**Work item**
Print out the data below. Do not alter a single line.

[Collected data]

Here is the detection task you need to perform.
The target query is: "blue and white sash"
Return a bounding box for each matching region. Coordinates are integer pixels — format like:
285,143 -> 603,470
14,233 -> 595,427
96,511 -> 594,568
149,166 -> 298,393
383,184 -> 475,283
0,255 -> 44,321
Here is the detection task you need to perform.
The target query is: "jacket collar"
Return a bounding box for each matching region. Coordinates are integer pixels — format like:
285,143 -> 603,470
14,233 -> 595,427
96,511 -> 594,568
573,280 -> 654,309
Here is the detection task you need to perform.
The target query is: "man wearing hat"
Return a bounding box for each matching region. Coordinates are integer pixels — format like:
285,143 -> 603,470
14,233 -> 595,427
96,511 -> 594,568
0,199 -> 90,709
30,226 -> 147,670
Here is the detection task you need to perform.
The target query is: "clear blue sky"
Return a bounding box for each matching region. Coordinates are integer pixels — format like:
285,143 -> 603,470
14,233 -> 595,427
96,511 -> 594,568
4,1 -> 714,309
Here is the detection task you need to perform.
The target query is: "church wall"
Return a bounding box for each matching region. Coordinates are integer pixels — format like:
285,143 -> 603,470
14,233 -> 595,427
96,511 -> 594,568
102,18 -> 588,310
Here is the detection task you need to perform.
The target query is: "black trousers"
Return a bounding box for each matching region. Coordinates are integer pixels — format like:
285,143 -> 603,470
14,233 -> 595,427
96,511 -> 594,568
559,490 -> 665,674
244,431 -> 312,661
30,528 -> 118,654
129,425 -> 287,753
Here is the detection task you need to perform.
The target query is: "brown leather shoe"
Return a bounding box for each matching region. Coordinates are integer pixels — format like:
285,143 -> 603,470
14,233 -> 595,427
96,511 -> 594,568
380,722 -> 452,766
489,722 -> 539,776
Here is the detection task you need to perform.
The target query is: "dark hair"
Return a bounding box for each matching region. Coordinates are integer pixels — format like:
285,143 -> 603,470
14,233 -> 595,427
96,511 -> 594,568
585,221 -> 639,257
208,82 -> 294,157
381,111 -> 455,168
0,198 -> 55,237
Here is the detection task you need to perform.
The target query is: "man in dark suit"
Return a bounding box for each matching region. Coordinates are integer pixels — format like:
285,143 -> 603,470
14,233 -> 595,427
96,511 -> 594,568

**Answer section**
Here is the detection task you need to perform.
The target query is: "blue and white sash"
Return a bounding box for each matching region. Coordinates are integer pixels — format like:
285,143 -> 603,470
14,233 -> 595,427
96,511 -> 594,568
149,166 -> 298,393
383,184 -> 475,283
0,255 -> 44,321
Here is the detection task you need to perform.
The target query is: "jacket collar"
Return a bounding box for each matching region. Coordinates are integer pixels — format like:
285,143 -> 603,470
14,233 -> 595,427
96,511 -> 594,568
573,280 -> 654,309
Here is the detection task you need to perform.
The target query is: "man wearing hat"
Return a bounding box for each matching region. Coordinates are integer pixels — format like:
285,143 -> 603,470
14,233 -> 595,427
96,511 -> 594,568
0,199 -> 90,709
30,226 -> 147,670
Here is the detection task you need to perform.
The target query is: "clear blue sky"
Return a bounding box for each matching region. Coordinates are integer pixels — format like:
285,143 -> 603,470
14,233 -> 595,427
96,511 -> 594,568
4,1 -> 714,309
Here is the detection task you need to perform.
The target query is: "church wall"
Return a bounding box for each matching region. Coordinates are integer pixels — format like:
285,143 -> 603,470
14,233 -> 595,427
96,511 -> 594,568
102,18 -> 588,310
Here is the detection task you need to perform.
The target query is: "black trousers"
Return a bounding box for each matching region. Coordinates are integer pixels — format like:
285,143 -> 603,470
14,233 -> 595,427
96,511 -> 594,568
559,490 -> 665,674
244,431 -> 312,661
30,528 -> 118,654
129,425 -> 287,753
Here is the detection task you need to perform.
The target query is: "brown leather shoe"
Return a bounding box for each matching region. Coordinates are integer pixels — format like:
285,143 -> 603,470
14,233 -> 595,427
96,511 -> 594,568
380,722 -> 452,766
489,722 -> 539,776
Here is the detection task you need to perform.
The target query is: "dark hair"
Return a bounding box for each matching region. Coordinates are integer pixels — format like:
285,143 -> 603,470
14,233 -> 595,427
96,511 -> 594,568
585,221 -> 639,257
208,82 -> 294,157
381,111 -> 455,168
0,198 -> 55,237
Here is the detection task you need to perform.
The target query is: "man in dark suit"
Return a bounding box for each matching region. Coordinates are integer pixels — format like:
285,143 -> 603,470
14,233 -> 595,427
96,511 -> 594,568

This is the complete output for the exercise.